→ **Stated exercise**
Copy out the whole listing below, swapping "reference marker" for "pin" wherever it occurs and keeping every other word the same. Leave the pictures out.

[A run of records]
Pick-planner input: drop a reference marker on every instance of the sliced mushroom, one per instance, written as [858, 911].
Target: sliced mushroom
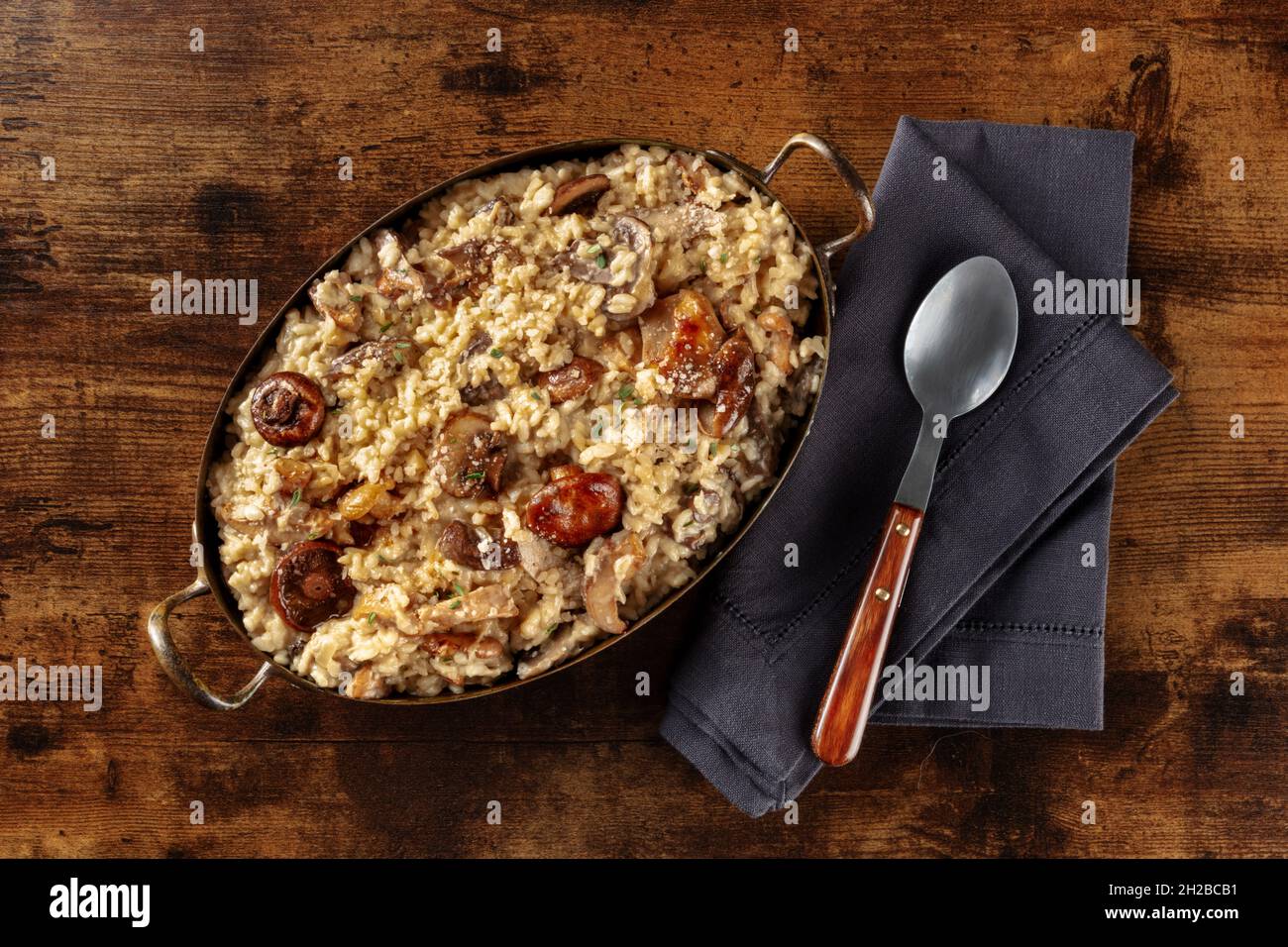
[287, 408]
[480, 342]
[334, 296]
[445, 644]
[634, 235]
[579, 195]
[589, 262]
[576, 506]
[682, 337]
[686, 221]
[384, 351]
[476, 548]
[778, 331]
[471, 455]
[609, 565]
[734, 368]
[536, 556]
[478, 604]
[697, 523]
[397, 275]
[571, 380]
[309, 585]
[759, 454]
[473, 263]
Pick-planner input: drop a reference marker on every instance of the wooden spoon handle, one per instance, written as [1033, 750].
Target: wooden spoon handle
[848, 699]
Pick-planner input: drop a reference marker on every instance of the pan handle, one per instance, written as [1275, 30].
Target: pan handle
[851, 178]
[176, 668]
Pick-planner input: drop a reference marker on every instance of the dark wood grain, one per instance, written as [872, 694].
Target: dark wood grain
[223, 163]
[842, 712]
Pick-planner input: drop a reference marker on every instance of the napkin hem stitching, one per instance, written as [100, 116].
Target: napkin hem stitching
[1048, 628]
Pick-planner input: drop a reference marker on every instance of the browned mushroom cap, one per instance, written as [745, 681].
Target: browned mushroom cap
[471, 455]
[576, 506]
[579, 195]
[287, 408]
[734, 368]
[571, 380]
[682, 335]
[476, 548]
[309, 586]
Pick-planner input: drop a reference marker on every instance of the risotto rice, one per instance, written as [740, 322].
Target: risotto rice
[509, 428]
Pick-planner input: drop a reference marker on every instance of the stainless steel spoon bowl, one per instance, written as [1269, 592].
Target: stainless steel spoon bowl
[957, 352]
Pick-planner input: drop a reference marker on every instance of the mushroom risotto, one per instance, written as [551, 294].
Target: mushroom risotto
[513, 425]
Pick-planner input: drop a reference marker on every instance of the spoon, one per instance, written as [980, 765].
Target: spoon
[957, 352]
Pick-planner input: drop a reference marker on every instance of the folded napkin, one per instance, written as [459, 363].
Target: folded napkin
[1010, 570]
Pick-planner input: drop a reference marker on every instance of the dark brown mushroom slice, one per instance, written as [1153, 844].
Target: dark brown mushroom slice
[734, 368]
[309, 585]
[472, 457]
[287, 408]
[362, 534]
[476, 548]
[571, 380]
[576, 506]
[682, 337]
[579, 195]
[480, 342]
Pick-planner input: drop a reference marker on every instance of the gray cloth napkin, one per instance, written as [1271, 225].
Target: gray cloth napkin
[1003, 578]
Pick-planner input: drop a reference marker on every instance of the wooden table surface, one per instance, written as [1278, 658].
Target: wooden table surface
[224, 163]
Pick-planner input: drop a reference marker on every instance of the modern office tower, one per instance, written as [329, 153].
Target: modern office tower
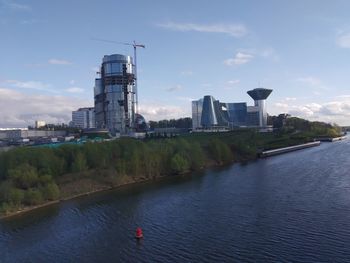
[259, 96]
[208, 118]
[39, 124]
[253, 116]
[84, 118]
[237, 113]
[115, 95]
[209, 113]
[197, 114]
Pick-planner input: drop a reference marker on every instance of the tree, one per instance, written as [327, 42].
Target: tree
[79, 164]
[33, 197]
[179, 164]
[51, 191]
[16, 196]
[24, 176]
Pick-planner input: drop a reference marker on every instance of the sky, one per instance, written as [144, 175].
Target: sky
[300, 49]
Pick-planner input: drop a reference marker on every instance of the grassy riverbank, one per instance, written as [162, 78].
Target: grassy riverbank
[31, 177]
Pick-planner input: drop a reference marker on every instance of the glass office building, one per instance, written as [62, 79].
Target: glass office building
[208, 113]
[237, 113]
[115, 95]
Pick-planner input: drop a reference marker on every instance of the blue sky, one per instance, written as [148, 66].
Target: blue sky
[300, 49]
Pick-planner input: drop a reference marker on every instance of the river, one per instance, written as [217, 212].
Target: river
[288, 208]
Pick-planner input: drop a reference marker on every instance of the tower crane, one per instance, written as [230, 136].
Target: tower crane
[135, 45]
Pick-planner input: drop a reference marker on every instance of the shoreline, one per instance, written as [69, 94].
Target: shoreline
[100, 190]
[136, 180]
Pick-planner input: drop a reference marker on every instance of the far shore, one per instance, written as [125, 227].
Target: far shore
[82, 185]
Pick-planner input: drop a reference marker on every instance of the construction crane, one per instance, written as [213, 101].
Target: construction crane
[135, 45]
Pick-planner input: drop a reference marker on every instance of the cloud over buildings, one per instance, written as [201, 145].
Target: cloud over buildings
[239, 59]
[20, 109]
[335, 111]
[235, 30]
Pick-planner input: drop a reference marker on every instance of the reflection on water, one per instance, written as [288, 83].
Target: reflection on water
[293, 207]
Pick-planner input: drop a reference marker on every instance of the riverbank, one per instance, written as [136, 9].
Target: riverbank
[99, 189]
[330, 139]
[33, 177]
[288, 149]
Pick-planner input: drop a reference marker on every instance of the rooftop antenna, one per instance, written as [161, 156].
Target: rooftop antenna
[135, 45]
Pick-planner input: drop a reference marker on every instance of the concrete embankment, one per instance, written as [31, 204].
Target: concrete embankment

→ **Completed exercise**
Pick-planner input: drop a pin on every instance of the sliced mushroom, one per instance, written as [858, 911].
Target: sliced mushroom
[287, 408]
[480, 342]
[334, 296]
[445, 644]
[634, 235]
[579, 195]
[589, 262]
[576, 506]
[682, 337]
[686, 221]
[384, 351]
[476, 548]
[778, 331]
[471, 455]
[609, 565]
[734, 368]
[536, 556]
[478, 604]
[697, 523]
[397, 275]
[571, 380]
[309, 585]
[759, 454]
[473, 263]
Pick-planner input: drop a pin on every instance of the wooden spoon handle, one per instance, written as [1033, 750].
Target: wooden spoon handle
[848, 699]
Pick-planner input: drop a pin on every instance of the pan handle, one per instance, written as [1275, 30].
Target: pan handle
[851, 178]
[176, 668]
Pick-planner input: drop a pin on every instance of the dark wood grain, one per instance, written as [872, 694].
Target: dark wood grain
[223, 163]
[842, 712]
Pick-planner input: drop a pin on every instance of the napkin hem stitching, one per instance, written as [100, 116].
Target: napkin hem stitching
[1048, 628]
Pick-planner input: drop a pin on every instance of the browned mushroom cap, one per instance, written as [745, 681].
Target: browned mushroom cap
[471, 455]
[576, 506]
[579, 195]
[287, 408]
[734, 368]
[571, 380]
[682, 335]
[476, 548]
[309, 586]
Pick-planner input: drop a pin on every instance of the risotto rice, one per instance, written as [740, 322].
Target: risotto rice
[509, 428]
Pick-planner input: drop a pin on every instance of the stainless steel spoon bowl, one per instance, written as [1269, 592].
Target: stainless steel spoon bowl
[957, 352]
Pick-planner input: drop a pin on every instance of the mushroom risotto, one per instance, written as [551, 294].
Target: mushroom risotto
[513, 425]
Pick-planner input: drop a pin on every instance of the spoon, one per instance, written as [980, 765].
Target: spoon
[957, 352]
Pick-planner input: drop a pin on every instance of the folded napkin, one per instance, written as [459, 363].
Target: folded napkin
[1010, 570]
Pick-planner input: drop a pin on every instance of the dark brown mushroom slice, one per instance, written as [1153, 844].
Target: dark brown mushroom slice
[734, 368]
[309, 585]
[472, 457]
[287, 408]
[362, 534]
[476, 548]
[571, 380]
[576, 506]
[682, 337]
[579, 195]
[480, 342]
Pick-planner input: drop a pin on every instance of the gray cloth napkin, one per instance, written as [1271, 225].
Target: gray cloth napkin
[1003, 578]
Pick-planner input: drop a pin on every instance of the wooden table surface, one per instance, written as [1278, 658].
Target: wooden table surface
[224, 163]
Pick-planner input: drop a pin on every instance of the modern office tower, one per instance, written as [329, 153].
Target: modern office tower
[259, 96]
[208, 118]
[39, 124]
[253, 116]
[84, 118]
[237, 113]
[115, 95]
[209, 113]
[197, 114]
Pick-planner input: drop a pin on every instance of the tree, one per instance, written as [327, 42].
Target: tree
[79, 164]
[33, 197]
[179, 164]
[51, 191]
[16, 196]
[24, 176]
Pick-planner input: drop a pin on every instance of the sky, one per instance, written as [144, 175].
Target: sky
[300, 49]
Pick-planner input: drop a pin on every instance of the grassy riverbank, one per instance, written as [162, 78].
Target: grassy riverbank
[31, 177]
Pick-planner input: drop a pin on every instance of the glass office building, one per instance, written as [62, 79].
Target: glass office building
[208, 113]
[237, 113]
[115, 95]
Pick-planner input: drop a pin on every instance of the blue sky, one per instance, written as [148, 66].
Target: blue sky
[300, 49]
Pick-planner input: drop a pin on every instance of the river, one per instance, written as [217, 212].
Target: river
[288, 208]
Pick-planner input: drop a pin on every instance of the tower crane, one per instance, written as [230, 136].
Target: tower crane
[135, 45]
Pick-planner input: drop a pin on every instance of the shoreline, one per instance, written as [69, 94].
Target: shoreline
[100, 190]
[136, 180]
Pick-planner input: drop a pin on every instance of the far shore, one per instance, written as [125, 227].
Target: far shore
[82, 185]
Pick-planner input: drop a pin on every instance of the construction crane, one per instance, written as [213, 101].
Target: construction crane
[135, 45]
Pick-planner input: drop a pin on every instance of the cloud over buildings, one per instance, written as [201, 145].
Target: cloud over buildings
[239, 59]
[20, 109]
[335, 111]
[235, 30]
Pick-planner input: drop a pin on every instance of the reflection on water, one per instance, written as [288, 83].
Target: reflection on water
[293, 207]
Pick-planner input: drop a pin on every instance of the riverbank, one per instance, written as [136, 9].
Target: riverbank
[99, 189]
[330, 139]
[33, 177]
[288, 149]
Pick-planner input: drop a pin on every instance of the rooftop antenna, one per instance, written as [161, 156].
Target: rooftop antenna
[135, 45]
Pick-planner input: drop a pin on every instance of the concrete embankment, one per instance, written as [31, 204].
Target: concrete embankment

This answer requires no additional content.